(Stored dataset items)
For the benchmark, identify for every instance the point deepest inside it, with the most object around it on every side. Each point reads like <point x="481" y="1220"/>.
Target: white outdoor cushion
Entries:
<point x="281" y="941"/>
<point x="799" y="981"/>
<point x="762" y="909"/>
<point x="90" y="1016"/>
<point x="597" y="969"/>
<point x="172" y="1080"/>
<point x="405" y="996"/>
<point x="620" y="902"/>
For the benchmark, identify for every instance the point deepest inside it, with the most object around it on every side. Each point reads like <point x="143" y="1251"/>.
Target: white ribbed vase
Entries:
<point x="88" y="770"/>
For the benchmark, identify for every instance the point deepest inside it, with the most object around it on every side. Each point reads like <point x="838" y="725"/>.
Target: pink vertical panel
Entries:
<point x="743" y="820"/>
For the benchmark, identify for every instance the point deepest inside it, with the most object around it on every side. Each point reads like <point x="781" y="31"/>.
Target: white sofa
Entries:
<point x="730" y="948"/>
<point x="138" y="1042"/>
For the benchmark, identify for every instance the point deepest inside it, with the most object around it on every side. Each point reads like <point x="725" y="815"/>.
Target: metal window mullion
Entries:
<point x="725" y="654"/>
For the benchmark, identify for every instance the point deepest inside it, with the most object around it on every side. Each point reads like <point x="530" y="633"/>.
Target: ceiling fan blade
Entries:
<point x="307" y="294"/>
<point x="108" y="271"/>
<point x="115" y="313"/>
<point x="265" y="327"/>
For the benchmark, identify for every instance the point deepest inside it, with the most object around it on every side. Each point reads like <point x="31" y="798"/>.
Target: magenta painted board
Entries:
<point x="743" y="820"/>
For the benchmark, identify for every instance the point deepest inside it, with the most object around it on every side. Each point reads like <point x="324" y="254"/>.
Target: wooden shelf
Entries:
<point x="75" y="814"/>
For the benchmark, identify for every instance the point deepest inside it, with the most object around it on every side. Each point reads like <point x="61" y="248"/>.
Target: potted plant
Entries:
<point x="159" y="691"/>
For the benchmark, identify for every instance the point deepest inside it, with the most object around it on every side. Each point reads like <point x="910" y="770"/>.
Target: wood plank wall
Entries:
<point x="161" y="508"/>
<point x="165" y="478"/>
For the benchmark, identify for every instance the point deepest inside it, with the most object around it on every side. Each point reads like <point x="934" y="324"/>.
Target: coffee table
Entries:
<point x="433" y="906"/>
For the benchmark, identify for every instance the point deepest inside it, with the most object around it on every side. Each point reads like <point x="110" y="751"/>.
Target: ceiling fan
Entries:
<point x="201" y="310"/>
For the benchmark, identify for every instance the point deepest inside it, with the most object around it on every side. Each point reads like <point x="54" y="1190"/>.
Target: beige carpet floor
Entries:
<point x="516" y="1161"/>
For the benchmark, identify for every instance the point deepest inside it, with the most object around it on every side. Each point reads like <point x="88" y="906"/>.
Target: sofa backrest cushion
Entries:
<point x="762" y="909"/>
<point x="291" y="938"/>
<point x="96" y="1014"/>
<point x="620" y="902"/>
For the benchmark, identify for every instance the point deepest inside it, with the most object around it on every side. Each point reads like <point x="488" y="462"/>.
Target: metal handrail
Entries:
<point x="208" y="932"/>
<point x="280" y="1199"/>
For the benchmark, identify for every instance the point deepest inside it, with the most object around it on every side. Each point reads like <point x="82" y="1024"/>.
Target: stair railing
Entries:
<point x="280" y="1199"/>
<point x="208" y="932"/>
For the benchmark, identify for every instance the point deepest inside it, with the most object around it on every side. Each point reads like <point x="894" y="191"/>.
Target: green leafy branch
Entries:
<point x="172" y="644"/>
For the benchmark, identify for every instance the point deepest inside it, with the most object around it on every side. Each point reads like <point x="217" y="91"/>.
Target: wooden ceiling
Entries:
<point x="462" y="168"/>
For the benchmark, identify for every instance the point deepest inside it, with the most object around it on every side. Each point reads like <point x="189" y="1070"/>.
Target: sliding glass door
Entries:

**STATED EXERCISE**
Return the material exactly as it stands.

**SOLUTION TO THE PROBLEM**
For the benchmark, identify for every instance the point deepest inside it, with the most object around it on every side. Each point reads like <point x="481" y="1220"/>.
Target: white outdoor cushion
Entries:
<point x="281" y="941"/>
<point x="799" y="981"/>
<point x="762" y="909"/>
<point x="90" y="1016"/>
<point x="597" y="969"/>
<point x="172" y="1080"/>
<point x="405" y="996"/>
<point x="620" y="902"/>
For the benchmark, identify for every instance the point deepest inside it, with the most object around it on every side. Each point reads like <point x="143" y="1251"/>.
Target: white ribbed vase
Entries:
<point x="88" y="770"/>
For the benchmark, identify for every instance the point deepest inside it, with the most object around it on every side. Each point reads like <point x="838" y="725"/>.
Target: pink vertical panel
Entries:
<point x="743" y="820"/>
For the benchmark, identify for every instance the point deepest inside it, with the most object around it on every side. Each point reads like <point x="781" y="31"/>.
Target: white sofa
Entries:
<point x="730" y="948"/>
<point x="138" y="1042"/>
For the benchmark, identify for every instance the point deepest inside it, with the most object around it on every side. Each point reads like <point x="725" y="815"/>.
Target: metal window mullion
Entries:
<point x="725" y="654"/>
For the benchmark, identify for every instance the point deepest inside it, with the most object around it on every side. Each point reads like <point x="530" y="633"/>.
Target: ceiling fan blade
Entries:
<point x="307" y="294"/>
<point x="108" y="271"/>
<point x="115" y="313"/>
<point x="265" y="327"/>
For the benchmark, identify for every instance the point deepest inside it, with the most object around it on every side. Each point reads like <point x="31" y="798"/>.
Target: magenta painted board
Entries:
<point x="743" y="820"/>
For the benchmark, identify for every instance the point deepest inside it, with the most object around it on every side. Each point reads like <point x="324" y="254"/>.
Target: wooden shelf
Entries:
<point x="75" y="814"/>
For the benchmark, identify for every instance the point deepest inside it, with the most object around it on every side. Each point reads like <point x="61" y="248"/>.
Target: potted plant
Entries:
<point x="159" y="691"/>
For the benchmark, identify for every instance the point deepest inside it, with the most object around it on every side. Each point reads like <point x="910" y="770"/>.
Target: wood plank wall
Entries:
<point x="161" y="508"/>
<point x="165" y="478"/>
For the benchmark, identify for every instance the point deepest inside it, with the most object around it on every side. Each point reads like <point x="934" y="324"/>.
Target: coffee table
Entries:
<point x="433" y="906"/>
For the benchmark, identify for every instance the point deepest inside it, with the most object around it on every side. Each point reads like <point x="110" y="751"/>.
Target: ceiling fan
Entries:
<point x="201" y="310"/>
For the benchmark, identify for every instance the point deepest inside it, with the most object around it on every side. Each point reads like <point x="54" y="1190"/>.
Target: beige carpet floor
Entries:
<point x="516" y="1161"/>
For the benchmark, identify for every instance the point deepest inside it, with the most object around it on every side. Each point reads like <point x="88" y="906"/>.
Target: sofa backrest cushion
Entries:
<point x="762" y="909"/>
<point x="291" y="938"/>
<point x="96" y="1014"/>
<point x="620" y="902"/>
For the benchmark, identify for every instance the point deepest inside it, with the most object around it on every side. Each point reads like <point x="488" y="462"/>.
Target: metal handrail
Entries:
<point x="208" y="932"/>
<point x="280" y="1199"/>
For the benchmark, identify for every instance the point deepest inside it, with the most object around it on every side. Each point reads like <point x="82" y="1024"/>.
Target: stair railing
Entries:
<point x="280" y="1199"/>
<point x="208" y="932"/>
For the benchmark, identify for every instance the point deepest inside it, with the most object around it on every side. Each point reads like <point x="894" y="191"/>.
Target: green leafy branch
Entries:
<point x="172" y="644"/>
For the benchmark, identify for every instance the point deepest inside it, with the most object around it on every side. Each point reads like <point x="217" y="91"/>.
Target: wooden ceiling
Entries:
<point x="462" y="168"/>
For the benchmark, identify for every instance the point deepest inside it, with the most object around it on every side. Each point reads like <point x="189" y="1070"/>.
Target: sliding glass door
Entries:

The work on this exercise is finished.